• Problem requirements: Rewrite the data from its start through the line that contains "POLYGON ((657 229, 654", keeping the requests, and scale every polygon coordinate in the answers by 2.4. Round each scaled coordinate to a whole number, with halves rounded up.

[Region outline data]
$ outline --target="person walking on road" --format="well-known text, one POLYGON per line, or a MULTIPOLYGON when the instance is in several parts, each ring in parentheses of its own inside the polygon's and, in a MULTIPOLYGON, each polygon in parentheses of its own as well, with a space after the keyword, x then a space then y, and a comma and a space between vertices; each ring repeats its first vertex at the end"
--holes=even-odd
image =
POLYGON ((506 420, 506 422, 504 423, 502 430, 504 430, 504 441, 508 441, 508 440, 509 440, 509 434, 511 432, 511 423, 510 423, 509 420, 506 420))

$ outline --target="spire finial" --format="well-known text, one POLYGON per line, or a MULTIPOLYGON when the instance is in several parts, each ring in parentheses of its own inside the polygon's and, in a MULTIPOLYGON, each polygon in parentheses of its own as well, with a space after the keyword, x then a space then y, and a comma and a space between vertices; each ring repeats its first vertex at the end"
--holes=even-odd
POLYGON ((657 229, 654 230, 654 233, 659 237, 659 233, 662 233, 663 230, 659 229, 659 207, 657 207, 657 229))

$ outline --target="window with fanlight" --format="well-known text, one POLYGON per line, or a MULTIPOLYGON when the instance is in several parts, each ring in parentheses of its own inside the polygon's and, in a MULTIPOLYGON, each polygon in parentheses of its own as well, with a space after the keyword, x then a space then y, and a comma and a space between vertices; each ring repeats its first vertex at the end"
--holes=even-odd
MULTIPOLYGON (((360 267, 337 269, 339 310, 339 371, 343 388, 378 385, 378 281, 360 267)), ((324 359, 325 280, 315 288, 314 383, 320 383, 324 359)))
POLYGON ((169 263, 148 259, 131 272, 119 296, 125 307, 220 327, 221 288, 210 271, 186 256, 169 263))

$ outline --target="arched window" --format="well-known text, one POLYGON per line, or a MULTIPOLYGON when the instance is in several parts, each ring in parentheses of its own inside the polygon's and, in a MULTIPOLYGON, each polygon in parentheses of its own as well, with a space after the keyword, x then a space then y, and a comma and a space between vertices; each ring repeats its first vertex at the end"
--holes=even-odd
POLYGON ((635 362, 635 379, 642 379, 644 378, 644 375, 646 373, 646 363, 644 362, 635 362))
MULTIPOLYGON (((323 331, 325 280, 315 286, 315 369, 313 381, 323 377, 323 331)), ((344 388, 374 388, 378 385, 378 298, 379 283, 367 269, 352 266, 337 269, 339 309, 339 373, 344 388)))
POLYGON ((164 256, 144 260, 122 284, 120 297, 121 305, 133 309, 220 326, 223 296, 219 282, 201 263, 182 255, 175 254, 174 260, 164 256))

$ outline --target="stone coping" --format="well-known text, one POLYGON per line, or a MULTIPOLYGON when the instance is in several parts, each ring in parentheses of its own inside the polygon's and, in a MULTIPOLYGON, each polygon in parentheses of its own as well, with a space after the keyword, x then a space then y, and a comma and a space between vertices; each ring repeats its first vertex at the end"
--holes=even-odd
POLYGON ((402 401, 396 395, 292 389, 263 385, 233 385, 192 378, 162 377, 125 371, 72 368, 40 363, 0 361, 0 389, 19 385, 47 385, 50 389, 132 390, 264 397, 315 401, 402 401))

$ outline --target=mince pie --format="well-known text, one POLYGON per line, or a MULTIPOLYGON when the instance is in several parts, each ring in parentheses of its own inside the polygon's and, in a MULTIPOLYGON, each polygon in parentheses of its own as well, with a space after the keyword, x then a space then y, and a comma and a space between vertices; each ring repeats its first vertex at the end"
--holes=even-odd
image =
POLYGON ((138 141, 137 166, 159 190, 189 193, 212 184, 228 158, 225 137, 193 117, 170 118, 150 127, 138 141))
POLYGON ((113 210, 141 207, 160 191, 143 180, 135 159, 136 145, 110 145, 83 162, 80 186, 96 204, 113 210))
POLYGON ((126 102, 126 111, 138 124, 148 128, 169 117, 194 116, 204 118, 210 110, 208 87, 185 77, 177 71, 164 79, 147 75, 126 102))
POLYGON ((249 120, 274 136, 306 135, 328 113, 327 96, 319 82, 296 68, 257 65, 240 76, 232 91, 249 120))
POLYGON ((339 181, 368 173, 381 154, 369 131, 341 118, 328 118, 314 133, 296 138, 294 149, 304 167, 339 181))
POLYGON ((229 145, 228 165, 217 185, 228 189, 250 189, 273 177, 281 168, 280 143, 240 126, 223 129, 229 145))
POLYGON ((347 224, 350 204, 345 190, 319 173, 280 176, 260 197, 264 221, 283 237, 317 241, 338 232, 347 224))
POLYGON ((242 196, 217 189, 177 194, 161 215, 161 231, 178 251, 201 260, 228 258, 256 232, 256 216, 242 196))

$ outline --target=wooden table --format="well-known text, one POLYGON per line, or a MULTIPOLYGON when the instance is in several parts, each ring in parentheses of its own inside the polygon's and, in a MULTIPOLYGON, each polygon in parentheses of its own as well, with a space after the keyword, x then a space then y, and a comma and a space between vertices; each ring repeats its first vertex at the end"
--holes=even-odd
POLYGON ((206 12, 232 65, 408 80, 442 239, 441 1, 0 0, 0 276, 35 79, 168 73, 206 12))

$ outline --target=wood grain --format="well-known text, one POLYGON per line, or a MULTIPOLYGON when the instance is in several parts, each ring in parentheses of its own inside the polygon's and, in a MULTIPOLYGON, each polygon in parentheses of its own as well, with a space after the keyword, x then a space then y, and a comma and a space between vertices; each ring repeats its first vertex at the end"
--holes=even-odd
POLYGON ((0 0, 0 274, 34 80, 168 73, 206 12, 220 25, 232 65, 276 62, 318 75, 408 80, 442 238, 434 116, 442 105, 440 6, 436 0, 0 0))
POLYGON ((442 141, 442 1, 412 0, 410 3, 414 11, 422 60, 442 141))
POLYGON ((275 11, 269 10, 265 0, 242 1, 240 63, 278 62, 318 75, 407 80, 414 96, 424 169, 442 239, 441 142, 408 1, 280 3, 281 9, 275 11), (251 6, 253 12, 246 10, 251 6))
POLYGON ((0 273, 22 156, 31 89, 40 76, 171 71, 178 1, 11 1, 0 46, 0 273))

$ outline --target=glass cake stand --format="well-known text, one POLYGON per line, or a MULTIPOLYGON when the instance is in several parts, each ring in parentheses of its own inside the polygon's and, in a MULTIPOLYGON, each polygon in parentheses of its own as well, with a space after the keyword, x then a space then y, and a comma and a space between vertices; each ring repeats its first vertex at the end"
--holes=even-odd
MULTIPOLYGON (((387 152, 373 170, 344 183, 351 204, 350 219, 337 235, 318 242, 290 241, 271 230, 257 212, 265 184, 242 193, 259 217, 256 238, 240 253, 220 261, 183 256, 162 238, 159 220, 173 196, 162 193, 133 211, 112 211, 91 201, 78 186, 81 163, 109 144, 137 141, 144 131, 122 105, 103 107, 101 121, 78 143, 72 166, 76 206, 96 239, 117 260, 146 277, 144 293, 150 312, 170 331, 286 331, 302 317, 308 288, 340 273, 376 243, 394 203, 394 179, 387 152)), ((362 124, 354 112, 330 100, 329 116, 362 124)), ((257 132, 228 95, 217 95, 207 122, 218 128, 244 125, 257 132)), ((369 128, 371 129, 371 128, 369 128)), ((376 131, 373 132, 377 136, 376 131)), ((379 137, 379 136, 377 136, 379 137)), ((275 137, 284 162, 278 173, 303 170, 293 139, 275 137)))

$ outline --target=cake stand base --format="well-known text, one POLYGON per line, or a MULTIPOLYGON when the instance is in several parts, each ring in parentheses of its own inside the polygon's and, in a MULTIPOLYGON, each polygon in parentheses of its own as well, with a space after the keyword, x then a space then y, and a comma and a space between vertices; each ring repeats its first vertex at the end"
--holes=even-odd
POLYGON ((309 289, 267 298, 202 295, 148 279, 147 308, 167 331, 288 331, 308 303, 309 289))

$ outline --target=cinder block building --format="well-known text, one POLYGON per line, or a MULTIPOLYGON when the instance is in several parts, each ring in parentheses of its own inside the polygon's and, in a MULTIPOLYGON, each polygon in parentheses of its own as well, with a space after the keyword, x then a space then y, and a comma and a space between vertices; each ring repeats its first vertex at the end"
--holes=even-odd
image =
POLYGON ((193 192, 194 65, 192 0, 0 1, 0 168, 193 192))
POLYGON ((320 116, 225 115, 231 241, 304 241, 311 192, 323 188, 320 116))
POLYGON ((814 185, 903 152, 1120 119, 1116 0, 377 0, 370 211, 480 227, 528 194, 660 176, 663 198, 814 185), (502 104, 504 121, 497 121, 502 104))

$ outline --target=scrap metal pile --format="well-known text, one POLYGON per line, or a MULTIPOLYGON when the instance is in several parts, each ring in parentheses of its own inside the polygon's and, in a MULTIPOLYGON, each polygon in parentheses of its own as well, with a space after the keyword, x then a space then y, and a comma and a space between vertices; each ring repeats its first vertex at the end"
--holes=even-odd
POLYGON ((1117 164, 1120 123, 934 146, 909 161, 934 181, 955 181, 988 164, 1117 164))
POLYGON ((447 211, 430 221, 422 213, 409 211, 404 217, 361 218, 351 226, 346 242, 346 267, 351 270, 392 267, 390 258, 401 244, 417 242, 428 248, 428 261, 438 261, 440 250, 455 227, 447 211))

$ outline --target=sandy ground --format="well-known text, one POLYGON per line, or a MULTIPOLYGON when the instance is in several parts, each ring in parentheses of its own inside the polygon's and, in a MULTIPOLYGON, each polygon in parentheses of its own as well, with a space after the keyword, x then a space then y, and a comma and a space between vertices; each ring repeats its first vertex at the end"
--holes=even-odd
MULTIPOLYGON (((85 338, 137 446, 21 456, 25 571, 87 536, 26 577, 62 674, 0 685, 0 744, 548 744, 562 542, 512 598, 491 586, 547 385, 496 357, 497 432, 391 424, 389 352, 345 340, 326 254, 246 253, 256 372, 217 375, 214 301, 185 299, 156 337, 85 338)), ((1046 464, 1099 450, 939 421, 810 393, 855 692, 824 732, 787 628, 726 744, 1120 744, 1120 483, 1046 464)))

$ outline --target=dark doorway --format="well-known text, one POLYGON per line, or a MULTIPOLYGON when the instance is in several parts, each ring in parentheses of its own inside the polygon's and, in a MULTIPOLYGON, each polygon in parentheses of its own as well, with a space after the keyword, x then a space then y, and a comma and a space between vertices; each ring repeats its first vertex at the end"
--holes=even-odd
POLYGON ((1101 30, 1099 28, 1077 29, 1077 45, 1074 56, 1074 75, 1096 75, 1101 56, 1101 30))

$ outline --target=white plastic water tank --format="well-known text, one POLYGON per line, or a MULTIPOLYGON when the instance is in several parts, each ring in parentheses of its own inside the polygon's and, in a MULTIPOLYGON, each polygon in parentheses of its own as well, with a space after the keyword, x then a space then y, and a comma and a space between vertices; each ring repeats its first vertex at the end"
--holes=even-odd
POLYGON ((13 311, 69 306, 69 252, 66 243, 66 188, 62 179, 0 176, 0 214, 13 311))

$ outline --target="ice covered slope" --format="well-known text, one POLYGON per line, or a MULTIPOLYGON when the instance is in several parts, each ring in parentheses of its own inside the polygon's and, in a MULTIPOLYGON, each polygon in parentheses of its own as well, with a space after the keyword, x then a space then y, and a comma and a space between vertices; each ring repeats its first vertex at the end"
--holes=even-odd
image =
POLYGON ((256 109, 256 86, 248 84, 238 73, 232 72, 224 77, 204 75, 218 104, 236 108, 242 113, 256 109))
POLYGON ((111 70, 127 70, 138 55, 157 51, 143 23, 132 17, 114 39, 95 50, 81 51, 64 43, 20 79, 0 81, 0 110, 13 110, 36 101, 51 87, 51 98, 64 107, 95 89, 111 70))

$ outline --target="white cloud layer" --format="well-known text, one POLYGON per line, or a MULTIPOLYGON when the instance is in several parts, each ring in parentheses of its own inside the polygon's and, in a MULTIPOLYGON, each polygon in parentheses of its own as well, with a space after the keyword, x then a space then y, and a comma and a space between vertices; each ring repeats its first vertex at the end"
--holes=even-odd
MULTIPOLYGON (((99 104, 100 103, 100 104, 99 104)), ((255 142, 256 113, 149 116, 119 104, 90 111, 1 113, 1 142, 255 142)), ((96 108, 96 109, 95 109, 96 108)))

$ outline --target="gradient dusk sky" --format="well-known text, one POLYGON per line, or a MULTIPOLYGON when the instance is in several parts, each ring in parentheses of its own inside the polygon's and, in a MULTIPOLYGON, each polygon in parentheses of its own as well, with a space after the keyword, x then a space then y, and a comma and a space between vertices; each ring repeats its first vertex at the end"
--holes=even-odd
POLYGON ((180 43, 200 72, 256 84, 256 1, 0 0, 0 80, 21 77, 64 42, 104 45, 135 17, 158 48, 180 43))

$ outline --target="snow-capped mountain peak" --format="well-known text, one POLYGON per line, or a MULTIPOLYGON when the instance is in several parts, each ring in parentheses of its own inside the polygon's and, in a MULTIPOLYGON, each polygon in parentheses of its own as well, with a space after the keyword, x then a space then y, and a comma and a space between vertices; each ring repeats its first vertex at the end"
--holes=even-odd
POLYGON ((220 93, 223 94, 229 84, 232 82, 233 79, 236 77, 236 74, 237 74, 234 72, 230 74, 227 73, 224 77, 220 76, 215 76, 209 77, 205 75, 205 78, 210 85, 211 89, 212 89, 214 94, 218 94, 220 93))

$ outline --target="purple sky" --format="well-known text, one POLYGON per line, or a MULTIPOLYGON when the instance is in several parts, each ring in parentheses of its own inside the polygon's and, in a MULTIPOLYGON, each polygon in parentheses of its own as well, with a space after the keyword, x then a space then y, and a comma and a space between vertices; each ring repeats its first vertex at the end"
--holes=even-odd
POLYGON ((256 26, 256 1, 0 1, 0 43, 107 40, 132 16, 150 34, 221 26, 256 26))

• Response for this exercise:
$ outline --target="person walking on road" --format="well-known text, one POLYGON per line, or a MULTIPOLYGON when the instance is in several parts, each ring in parentheses of its own inside the polygon's and, in a MULTIPOLYGON, each polygon in parentheses of its own as well, with a space after the keyword, x then a space then y, and a comma and a space between vertices; each ring repeats its first vertex at the end"
--holes=even-odd
image =
POLYGON ((1214 1008, 1214 1013, 1210 1015, 1205 1032, 1210 1032, 1210 1058, 1219 1058, 1219 1056, 1222 1056, 1222 1042, 1226 1037, 1226 1015, 1224 1015, 1222 1008, 1214 1008))

$ outline --target="spire finial" --format="well-known text, one POLYGON per line, or a MULTIPOLYGON when the instance is in several parts, each ring in parentheses of its own inside the polygon's and, in a MULTIPOLYGON, each polygon in parentheses of its own as well, with a space after the keyword, x then a space then y, and a comma and a space between vertices; each ring repeats its first vertex at the end"
--holes=even-odd
POLYGON ((1577 550, 1570 552, 1570 559, 1582 569, 1582 559, 1589 559, 1591 552, 1582 550, 1582 497, 1577 497, 1577 550))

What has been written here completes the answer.